- Task to carry out
Write the next part of the forum discussion below about a possible Canon 7D Mark II, continuing from its last line.

- Excerpt provided
# # #
I politely beg to differ with everything that you've said here:

(1) No 7D2 unless FF, well it could be APS-C or APS-H, why make a 5D3 competitor so soon?

(2) The upcoming firmware 2.0 for the 7D could mean that Canon will retain the 7D1 alongside a new 7D2, just as they kept the 5D2 below the 5D3, (btw if you want n entry-level FF Canon it is now the 5D2)

(3) "The longer Canon waits..." I think just about everyone on this forum would disagree with that statement as everyone is complaining precisely how long Canon makes them wait for everything!1

(4) The $2000 price range will be taken 1st by Nikon - you are presuming that Canon will launch a 7D2 @ $2,000 and not say $2,500 (recent history has shown that Canon has surprised people with their pricing policy e.g. 24-70mm mkII and 5D3 as well as 24mm IS and 28mm IS to name but 4 very recent examples)

(5) So if a 7D2 is ever announced (there will likely be a 7D2 given the immense popularity of the original 7D), "it will be a FF camera" - great that you can be so positive in your conviction, but you simply do not know this, nor do any of us, which is why it is marvelous to speculate. 

The original 7D was the first Canon camera designed effectively by Canon users (5,000 professionals responded to questionnaires, then Canon synthesized the results into what we know today as the 7D) who were asked what they would like to see in a crop camera. In other words, Canon specifically designed the 7D as an additional pro-level (mag alloy + weather sealing, high fps etc.) body that gave photographers some extra 'reach' - even look at the users on this forum, at how many of them have a 7D as a 2nd camera. The 1DX consolidates the 1D series, that leaves the 1D1V vulnerable to be discontinued, that opens a niche for a 7D2.


----------



## unfocused (Jun 10, 2012)
# # #
- Extracted data entries

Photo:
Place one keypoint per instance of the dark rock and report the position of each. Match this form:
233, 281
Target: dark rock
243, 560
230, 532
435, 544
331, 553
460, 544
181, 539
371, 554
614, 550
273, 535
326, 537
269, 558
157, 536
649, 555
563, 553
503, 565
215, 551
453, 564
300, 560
# # #
- Final result
neuroanatomist said:


> It'll get a new AF system so the 19-pt system can go to the 70D. It'll get a higher MP sensor. Some might call those 'killer' but I call them incremental.



Pretty much agree, although given Canon's recent emphasis on ISO over pixels, I could see them keeping the sensor at 18-20 mp and improving the ISO performance slightly. We might see some improvement in weather sealing. I expect a touch-screen on the back but not necessarily a swivel-screen. Maybe live focus in movie mode, like the T4i (Gotta sell more of those new lenses).

Honestly, that's probably enough for me to upgrade as I'd like to have a second body anyway and I'm not at all interested in full frame.


----------



## chasn (Jun 10, 2012)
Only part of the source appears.